# Start of Data excerpts
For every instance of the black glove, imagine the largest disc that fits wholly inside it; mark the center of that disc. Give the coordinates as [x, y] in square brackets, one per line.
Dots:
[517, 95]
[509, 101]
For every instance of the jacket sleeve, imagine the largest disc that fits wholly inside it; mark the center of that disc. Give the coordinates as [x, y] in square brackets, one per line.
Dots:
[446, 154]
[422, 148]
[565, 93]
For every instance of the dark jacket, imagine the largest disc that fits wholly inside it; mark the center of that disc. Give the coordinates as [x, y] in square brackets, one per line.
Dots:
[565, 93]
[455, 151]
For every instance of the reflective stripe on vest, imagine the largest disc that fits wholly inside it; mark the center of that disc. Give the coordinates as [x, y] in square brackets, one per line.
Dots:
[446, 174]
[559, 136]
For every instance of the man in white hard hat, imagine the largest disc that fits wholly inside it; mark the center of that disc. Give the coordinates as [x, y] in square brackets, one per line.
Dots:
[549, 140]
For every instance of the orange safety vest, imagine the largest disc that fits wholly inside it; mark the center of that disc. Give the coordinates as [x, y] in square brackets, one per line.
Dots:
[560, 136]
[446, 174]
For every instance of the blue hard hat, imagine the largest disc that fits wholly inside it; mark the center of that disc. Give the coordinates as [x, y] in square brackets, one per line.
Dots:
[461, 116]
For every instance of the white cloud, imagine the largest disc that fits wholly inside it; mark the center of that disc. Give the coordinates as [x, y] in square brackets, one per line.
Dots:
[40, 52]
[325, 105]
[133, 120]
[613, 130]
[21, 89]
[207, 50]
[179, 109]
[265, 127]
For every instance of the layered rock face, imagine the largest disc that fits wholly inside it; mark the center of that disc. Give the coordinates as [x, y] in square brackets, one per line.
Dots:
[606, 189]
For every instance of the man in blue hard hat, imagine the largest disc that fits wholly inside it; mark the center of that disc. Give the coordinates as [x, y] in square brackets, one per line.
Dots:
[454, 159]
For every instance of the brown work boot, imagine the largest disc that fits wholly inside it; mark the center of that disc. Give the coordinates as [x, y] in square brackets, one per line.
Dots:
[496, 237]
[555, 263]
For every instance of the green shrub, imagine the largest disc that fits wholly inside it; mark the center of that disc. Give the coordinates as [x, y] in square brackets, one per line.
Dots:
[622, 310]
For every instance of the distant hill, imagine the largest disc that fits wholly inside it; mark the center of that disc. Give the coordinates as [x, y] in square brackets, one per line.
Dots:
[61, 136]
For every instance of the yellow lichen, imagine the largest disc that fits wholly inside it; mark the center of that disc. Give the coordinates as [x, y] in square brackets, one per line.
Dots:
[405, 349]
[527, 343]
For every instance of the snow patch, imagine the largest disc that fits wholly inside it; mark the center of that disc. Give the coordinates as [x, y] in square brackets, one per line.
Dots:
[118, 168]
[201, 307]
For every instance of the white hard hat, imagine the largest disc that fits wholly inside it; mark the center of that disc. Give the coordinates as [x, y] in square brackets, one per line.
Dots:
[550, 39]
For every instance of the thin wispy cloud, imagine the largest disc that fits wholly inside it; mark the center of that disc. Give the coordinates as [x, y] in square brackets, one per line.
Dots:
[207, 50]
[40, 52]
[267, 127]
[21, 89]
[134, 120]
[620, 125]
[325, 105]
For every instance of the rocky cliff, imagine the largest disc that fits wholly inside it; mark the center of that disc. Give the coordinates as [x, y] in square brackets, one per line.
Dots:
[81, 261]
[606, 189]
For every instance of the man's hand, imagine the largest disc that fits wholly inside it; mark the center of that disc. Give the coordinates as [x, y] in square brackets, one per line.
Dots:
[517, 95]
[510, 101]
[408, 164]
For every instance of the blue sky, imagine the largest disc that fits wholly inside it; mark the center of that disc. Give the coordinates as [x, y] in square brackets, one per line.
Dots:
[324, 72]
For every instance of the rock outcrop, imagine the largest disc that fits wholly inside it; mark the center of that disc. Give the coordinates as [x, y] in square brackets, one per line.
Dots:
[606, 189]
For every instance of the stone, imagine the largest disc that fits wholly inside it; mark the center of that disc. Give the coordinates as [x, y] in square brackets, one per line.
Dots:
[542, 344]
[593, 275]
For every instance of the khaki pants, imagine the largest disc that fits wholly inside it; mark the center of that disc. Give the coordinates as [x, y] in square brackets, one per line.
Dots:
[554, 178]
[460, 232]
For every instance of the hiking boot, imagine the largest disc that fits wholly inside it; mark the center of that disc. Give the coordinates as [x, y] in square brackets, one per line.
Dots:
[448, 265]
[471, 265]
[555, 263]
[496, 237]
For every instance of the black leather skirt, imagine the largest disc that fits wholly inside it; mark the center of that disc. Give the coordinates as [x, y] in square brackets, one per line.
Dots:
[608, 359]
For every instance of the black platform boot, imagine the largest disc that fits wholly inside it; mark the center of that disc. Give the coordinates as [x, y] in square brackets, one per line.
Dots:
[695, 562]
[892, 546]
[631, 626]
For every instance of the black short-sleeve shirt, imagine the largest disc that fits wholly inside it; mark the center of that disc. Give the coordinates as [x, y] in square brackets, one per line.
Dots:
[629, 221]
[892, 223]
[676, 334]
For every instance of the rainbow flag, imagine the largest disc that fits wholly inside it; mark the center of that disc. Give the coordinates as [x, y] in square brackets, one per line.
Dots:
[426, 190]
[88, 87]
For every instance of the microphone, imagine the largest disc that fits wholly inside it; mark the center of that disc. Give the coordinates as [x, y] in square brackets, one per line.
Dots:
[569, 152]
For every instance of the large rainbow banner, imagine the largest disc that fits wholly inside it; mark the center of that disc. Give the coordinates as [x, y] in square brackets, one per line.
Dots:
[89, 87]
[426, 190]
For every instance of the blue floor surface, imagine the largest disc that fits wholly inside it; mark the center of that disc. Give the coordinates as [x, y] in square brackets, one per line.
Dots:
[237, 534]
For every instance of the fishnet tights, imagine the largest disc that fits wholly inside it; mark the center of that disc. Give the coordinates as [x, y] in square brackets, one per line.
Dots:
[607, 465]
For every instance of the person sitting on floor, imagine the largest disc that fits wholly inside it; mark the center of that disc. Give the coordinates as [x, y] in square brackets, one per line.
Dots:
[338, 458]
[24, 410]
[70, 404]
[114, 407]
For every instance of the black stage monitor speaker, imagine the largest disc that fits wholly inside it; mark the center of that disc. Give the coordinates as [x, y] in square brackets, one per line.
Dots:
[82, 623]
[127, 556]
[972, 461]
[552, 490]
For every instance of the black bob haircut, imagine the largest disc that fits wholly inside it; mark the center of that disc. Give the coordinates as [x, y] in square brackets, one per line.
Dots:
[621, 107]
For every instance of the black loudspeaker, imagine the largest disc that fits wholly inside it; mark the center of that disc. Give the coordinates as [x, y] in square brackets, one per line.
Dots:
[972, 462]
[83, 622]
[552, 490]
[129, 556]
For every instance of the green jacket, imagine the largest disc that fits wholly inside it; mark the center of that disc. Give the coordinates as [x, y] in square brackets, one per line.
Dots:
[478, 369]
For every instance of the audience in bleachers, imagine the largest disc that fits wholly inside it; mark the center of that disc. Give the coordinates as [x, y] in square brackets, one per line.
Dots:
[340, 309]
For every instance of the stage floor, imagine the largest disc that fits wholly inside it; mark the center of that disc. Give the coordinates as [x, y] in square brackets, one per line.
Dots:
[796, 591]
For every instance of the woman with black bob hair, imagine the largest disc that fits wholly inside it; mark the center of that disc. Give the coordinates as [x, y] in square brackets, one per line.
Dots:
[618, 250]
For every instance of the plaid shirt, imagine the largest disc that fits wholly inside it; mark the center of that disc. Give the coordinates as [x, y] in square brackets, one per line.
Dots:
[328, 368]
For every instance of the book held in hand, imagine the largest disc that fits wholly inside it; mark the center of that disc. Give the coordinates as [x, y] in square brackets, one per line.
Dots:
# End of Data excerpts
▶ _Task instructions_:
Copy out every entry above without changing a single character.

▶ _Reply_:
For every instance of the black glove, imagine the largest disc that fits wholly inside it; mark the center of that disc. Give the coordinates as [x, y] in square brackets, one per line.
Dots:
[517, 95]
[509, 101]
For every instance of the jacket sleeve, imagine the largest disc that fits wholly inside it; mark the center of that disc. Give the coordinates as [x, y] in square brackets, one per line.
Dots:
[446, 154]
[422, 148]
[565, 93]
For every instance of the dark jacket, imagine the largest disc that fits wholly inside it; mark the center of that disc. Give the coordinates as [x, y] in square brackets, one per line.
Dots:
[565, 93]
[455, 151]
For every instance of the reflective stripe on vest, imagine the largest disc that fits wholly inside it; mark the center of that disc. Give the coordinates as [x, y] in square brackets, one per line.
Dots:
[446, 174]
[559, 136]
For every instance of the man in white hard hat, imagine the largest disc that fits wholly inside it; mark the center of that disc. Give the coordinates as [x, y] in square brackets, one per line.
Dots:
[549, 140]
For every instance of the orange safety vest, imagine the largest disc that fits wholly inside it; mark the center of that disc. Give the coordinates as [x, y] in square brackets, one per line.
Dots:
[560, 136]
[446, 174]
For every instance of the blue hard hat, imagine the largest disc that fits wholly inside it; mark the center of that disc. Give the coordinates as [x, y] in square brackets, one per line.
Dots:
[461, 116]
For every instance of the white cloud, imagine the largest disc that fits wholly inside it; mark the center of that disc. Give the coordinates as [x, y] in square brackets, one per line.
Dots:
[40, 52]
[325, 105]
[133, 120]
[613, 130]
[21, 89]
[207, 50]
[179, 109]
[265, 127]
For every instance of the layered rock face, imagine the largest disc that fits wholly inside it; mark the center of that disc. Give the coordinates as [x, y] in square brackets, one per line.
Dots:
[606, 189]
For every instance of the man in blue hard hat, imagine the largest disc that fits wholly inside it; mark the center of that disc. Give the coordinates as [x, y] in square brackets, one per line.
Dots:
[454, 159]
For every instance of the brown work boot, imagine the largest disc that fits wholly inside it; mark the center of that disc. Give the coordinates as [x, y] in square brackets, one per line.
Dots:
[496, 237]
[555, 263]
For every instance of the green shrub, imagine the largest disc that fits wholly inside it; mark the center of that disc. Give the coordinates as [x, y] in square brackets, one per line.
Dots:
[622, 310]
For every instance of the distant hill, imagine the largest disc that fits wholly inside it; mark the center of that disc. Give the coordinates as [x, y] in square brackets, one per line.
Dots:
[61, 136]
For every instance of the yellow lichen, imagine the largest disc that fits wholly inside it; mark the center of that disc. Give the coordinates as [x, y] in square brackets, one per line.
Dots:
[405, 349]
[527, 343]
For every instance of the snow patch, imagine the largest disc that fits wholly inside it; mark the center of that disc. Give the coordinates as [x, y] in square brackets, one per line.
Dots:
[118, 168]
[201, 307]
For every instance of the white hard hat, imagine the largest disc that fits wholly inside it; mark the center of that disc. Give the coordinates as [x, y] in square brackets, one per line.
Dots:
[550, 39]
For every instance of the thin wispy cloud, imagine the largest disc that fits wholly inside it; mark the center of that disc. Give the coordinates as [x, y] in square brackets, one per line.
Dots:
[207, 50]
[40, 52]
[267, 127]
[21, 89]
[134, 120]
[620, 125]
[325, 105]
For every instance of the rocky cliff, imagine the largest disc that fits wholly inside it; mark the center of that disc. Give the coordinates as [x, y] in square brackets, one per line.
Dots:
[81, 261]
[606, 189]
For every instance of the man's hand, imagine the largest disc that fits wholly inside it; mark the center of that disc. Give the coordinates as [x, y] in square brackets, one per line.
Dots:
[517, 95]
[510, 101]
[408, 164]
For every instance of the blue sky, imagine the largest disc that fits wholly inside it; mark the center of that disc. Give the coordinates as [x, y] in square brackets, one per line.
Dots:
[324, 72]
For every instance of the rock outcrop, imagine the largest disc that fits wholly inside it; mark the center of that disc. Give the coordinates as [x, y] in square brackets, one per line.
Dots:
[606, 189]
For every instance of the stone, imagine the largest disc that fits wholly inside it; mark the center of that disc. Give the coordinates as [x, y] in square brackets, one per line.
Dots:
[542, 344]
[593, 275]
For every instance of the khaki pants, imagine the largest disc that fits wholly inside it; mark the center of that disc. Give the coordinates as [x, y] in square brackets, one per line.
Dots:
[554, 178]
[460, 232]
For every instance of the hiking boot, imagine the largest disc that fits wholly inside it; mark the center of that disc. Give the coordinates as [x, y] in square brackets, one per line.
Dots:
[448, 265]
[471, 265]
[555, 263]
[496, 237]
For every instance of the black leather skirt, imagine the largest disc that fits wholly inside it; mark the center of that disc. Give the coordinates as [x, y] in square brackets, one per line.
Dots:
[608, 359]
For every instance of the black platform boot, imagine the largest disc that fits wholly inside it; mark the center of that disc. Give the coordinates as [x, y] in square brackets, one per line.
Dots:
[695, 562]
[892, 546]
[631, 626]
For every instance of the black short-sleeve shirt, imagine the largest disc that fits wholly inside it; mark the center of that disc. Give the coordinates as [x, y] in square brackets, one per line.
Dots:
[629, 221]
[892, 223]
[676, 334]
For every instance of the rainbow flag, imagine the largest disc that fits wholly inside it; mark the center of that disc. Give the coordinates as [x, y] in square brackets, one per line.
Dots:
[426, 190]
[88, 87]
For every instance of the microphone, imagine the largest disc that fits wholly inside it; mark the center of that disc. Give the coordinates as [x, y] in square brackets, one per line.
Dots:
[569, 152]
For every instance of the large rainbow banner, imagine the largest disc that fits wholly inside it; mark the center of that disc. Give the coordinates as [x, y] in square brackets, one per line.
Dots:
[89, 87]
[426, 190]
For every instance of the blue floor surface, imagine the largest disc that fits wholly inside it; mark the center of that disc. Give the coordinates as [x, y] in square brackets, one per line.
Dots:
[237, 534]
For every instance of the fishnet tights, imagine the largest disc that fits wholly inside it; mark the center of that disc. Give the coordinates as [x, y] in square brackets, one per line.
Dots:
[607, 465]
For every instance of the person sitting on floor, imagine the largest disc that fits wholly inside it; mark the center of that disc. Give the coordinates as [x, y] in square brackets, one per line.
Dots:
[338, 458]
[24, 410]
[70, 404]
[114, 407]
For every instance of the black stage monitor speaker, imagine the largest disc that fits wholly inside it; mark the center of that disc. Give the coordinates as [x, y] in square brackets, one per line.
Dots:
[82, 623]
[127, 556]
[972, 461]
[552, 490]
For every instance of the black bob haircut, imagine the largest disc that fits wholly inside it; mark the center of that disc. Give the coordinates as [x, y] in square brackets, one per line.
Dots:
[621, 107]
For every instance of the black loudspeaker, imagine the largest disc that fits wholly inside it; mark the center of that disc. Give the coordinates as [x, y] in square brackets, one per line.
Dots:
[972, 462]
[83, 622]
[552, 490]
[129, 556]
For every instance of the green jacket, imagine the largest disc that fits wholly inside it; mark the center of that disc. Give the coordinates as [x, y] in square brackets, one per line.
Dots:
[478, 369]
For every instance of the audience in bleachers, imagine the largest disc that fits wholly inside it; mark the center of that disc. Give the coordinates as [x, y] in square brackets, one per line.
Dots:
[340, 309]
For every instance of the stage floor, imagine the largest disc that fits wholly inside it; mark the center of that disc. Give the coordinates as [x, y] in square brackets, one per line.
Dots:
[796, 591]
For every instance of the woman with black bob hair, imagine the largest disc that fits wholly inside it; mark the center of that disc. Give the coordinates as [x, y] in square brackets, one per line.
Dots:
[618, 250]
For every instance of the plaid shirt, imagine the largest disc that fits wholly inside it; mark the center of that disc. Give the coordinates as [x, y] in square brackets, one per line.
Dots:
[328, 368]
For every instance of the book held in hand, imagine the largest disc that fits wholly inside it; mark the center of that disc. Give the coordinates as [x, y] in square brackets, one per line.
Dots:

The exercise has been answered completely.